→ **Source text**:
Start

St John the Baptist Church, Newcastle upon Tyne

St John the Baptist
 St John the Baptist shown within Tyne and Wear

54°58′12″N 1°36′56″W / 54.9701°N 1.6155°W / 54.9701; -1.6155Coordinates: 54°58′12″N 1°36′56″W / 54.9701°N 1.6155°W / 54.9701; -1.6155

OS grid reference NZ245639
Location Newcastle upon Tyne
Country England
Denomination Anglican
Status Parish church
Functional status Active

St John’s Church is a 12th-century church in Westgate Road, Newcastle upon Tyne, England, dedicated to St John the Baptist.


The old church of St. John, believed to date from c.1287, with its low square time-worn tower, standing amongst its green trees, is the pleasantest sight to be seen in Westgate Street. Gray calls it "a pretty little church, commended by an arch-prelate of this kingdom because it resembled much a cross". And a pretty little church it is, its quiet simplicity rendered more charming still by the huge piles of modern buildings which surround and overtop it on three sides. It has no pretension to architectural beauty; there is nothing grand about it; its tower, as we have said, is low and square, with little pinnacles at the corners; its windows have flattened arched tops, far from elegant in design but there is something about it which makes it pleasing. Perhaps it is that it recalls to our mind some little country church, and that its aspect is suggestive of green trees and sunny pastures and quiet sylvan delights, amongst all the turmoil and bustle of the busy streets which run past it.

End

→ **Job A**:
Answer these questions from the text on St John's Church, giving each answer on its own line with the matching mark:
(i) What is the church's denomination?
(ii) On which road in Newcastle upon Tyne does the church stand?
(iii) What stands at the corners of the church's tower?
The records are unrelated to the text on St John's Church.

→ **Record extracts**:
Start

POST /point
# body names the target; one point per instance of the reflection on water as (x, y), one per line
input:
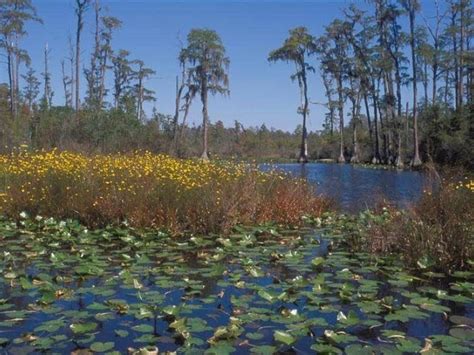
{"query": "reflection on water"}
(355, 188)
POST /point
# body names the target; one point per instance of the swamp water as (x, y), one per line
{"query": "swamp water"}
(261, 290)
(356, 188)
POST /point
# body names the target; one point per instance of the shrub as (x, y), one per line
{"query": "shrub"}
(148, 190)
(437, 232)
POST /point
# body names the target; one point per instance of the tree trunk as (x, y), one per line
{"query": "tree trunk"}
(179, 91)
(11, 84)
(369, 124)
(455, 54)
(416, 161)
(461, 56)
(47, 84)
(187, 105)
(340, 107)
(303, 158)
(205, 120)
(376, 157)
(80, 8)
(355, 159)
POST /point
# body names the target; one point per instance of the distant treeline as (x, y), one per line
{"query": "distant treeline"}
(365, 59)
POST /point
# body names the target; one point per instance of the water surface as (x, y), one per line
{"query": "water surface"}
(355, 188)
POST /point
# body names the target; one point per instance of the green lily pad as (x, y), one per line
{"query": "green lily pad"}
(284, 337)
(82, 328)
(102, 347)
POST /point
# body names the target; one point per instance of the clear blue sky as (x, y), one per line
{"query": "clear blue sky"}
(260, 92)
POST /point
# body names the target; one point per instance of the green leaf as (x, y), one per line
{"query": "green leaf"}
(81, 328)
(284, 337)
(99, 347)
(317, 261)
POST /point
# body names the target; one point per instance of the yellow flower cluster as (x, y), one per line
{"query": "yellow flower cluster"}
(467, 184)
(36, 175)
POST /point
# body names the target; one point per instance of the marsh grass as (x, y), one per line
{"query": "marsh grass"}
(437, 232)
(147, 190)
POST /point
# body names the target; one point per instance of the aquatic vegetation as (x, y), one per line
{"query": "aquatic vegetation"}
(151, 190)
(436, 233)
(259, 290)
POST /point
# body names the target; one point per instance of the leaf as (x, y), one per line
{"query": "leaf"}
(357, 349)
(283, 337)
(460, 320)
(317, 261)
(81, 328)
(465, 334)
(121, 333)
(144, 328)
(102, 347)
(265, 295)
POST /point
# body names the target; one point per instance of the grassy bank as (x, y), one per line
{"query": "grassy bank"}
(148, 190)
(436, 233)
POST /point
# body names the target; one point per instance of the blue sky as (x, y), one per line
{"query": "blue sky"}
(260, 92)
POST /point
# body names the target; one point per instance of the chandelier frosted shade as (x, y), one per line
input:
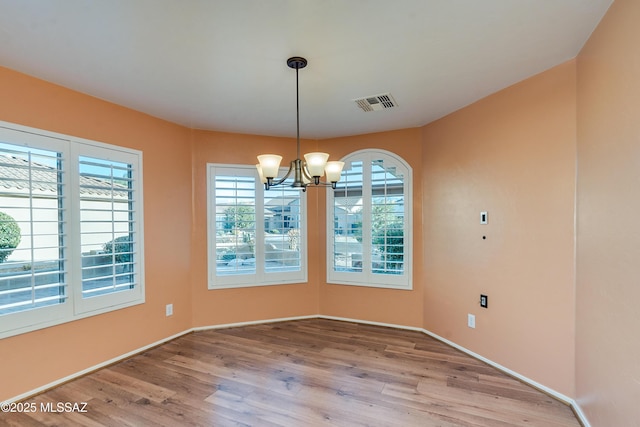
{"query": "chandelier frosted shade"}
(269, 165)
(304, 173)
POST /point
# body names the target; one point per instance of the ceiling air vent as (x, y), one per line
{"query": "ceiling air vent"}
(376, 102)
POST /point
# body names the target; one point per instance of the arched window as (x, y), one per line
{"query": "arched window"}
(369, 222)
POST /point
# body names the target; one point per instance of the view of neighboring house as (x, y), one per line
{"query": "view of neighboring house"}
(32, 192)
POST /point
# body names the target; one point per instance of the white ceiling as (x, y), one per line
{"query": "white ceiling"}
(221, 64)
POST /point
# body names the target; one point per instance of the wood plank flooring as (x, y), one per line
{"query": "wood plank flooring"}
(313, 372)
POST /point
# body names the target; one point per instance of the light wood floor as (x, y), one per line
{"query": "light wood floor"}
(301, 373)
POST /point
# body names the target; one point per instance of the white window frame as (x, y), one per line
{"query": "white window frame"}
(261, 277)
(366, 277)
(74, 307)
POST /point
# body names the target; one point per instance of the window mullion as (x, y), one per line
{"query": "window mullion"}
(259, 232)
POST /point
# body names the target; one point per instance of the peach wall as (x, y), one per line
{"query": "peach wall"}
(511, 154)
(222, 306)
(34, 359)
(608, 228)
(399, 307)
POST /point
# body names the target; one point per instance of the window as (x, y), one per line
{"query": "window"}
(70, 216)
(256, 237)
(369, 222)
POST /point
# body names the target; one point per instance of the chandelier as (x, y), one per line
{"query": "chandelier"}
(306, 173)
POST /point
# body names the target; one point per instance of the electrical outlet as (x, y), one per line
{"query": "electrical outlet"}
(484, 301)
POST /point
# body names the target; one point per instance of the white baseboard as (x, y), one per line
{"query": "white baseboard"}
(559, 396)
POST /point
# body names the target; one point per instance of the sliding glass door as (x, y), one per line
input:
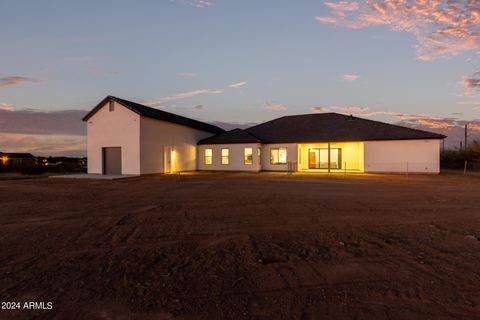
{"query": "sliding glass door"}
(318, 158)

End

→ **Job B**:
State how many lines of the records contain the string "light", with case counting, and give only the number.

→ **Task solution A**:
(i) Anglican
(ii) Westgate Road
(iii) Little pinnacles

→ **Task solution B**:
2